* [Given records]:
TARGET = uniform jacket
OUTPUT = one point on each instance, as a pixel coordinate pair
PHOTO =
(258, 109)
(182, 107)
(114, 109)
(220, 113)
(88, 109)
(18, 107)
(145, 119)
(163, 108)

* [Problem]: Your task is to quote all of the data word for word.

* [Finished exercise]:
TARGET = uniform jacket
OUTPUT = one point on each instance, as a pixel coordinate pair
PHOTO =
(258, 109)
(182, 107)
(114, 109)
(220, 113)
(88, 109)
(18, 107)
(145, 119)
(163, 108)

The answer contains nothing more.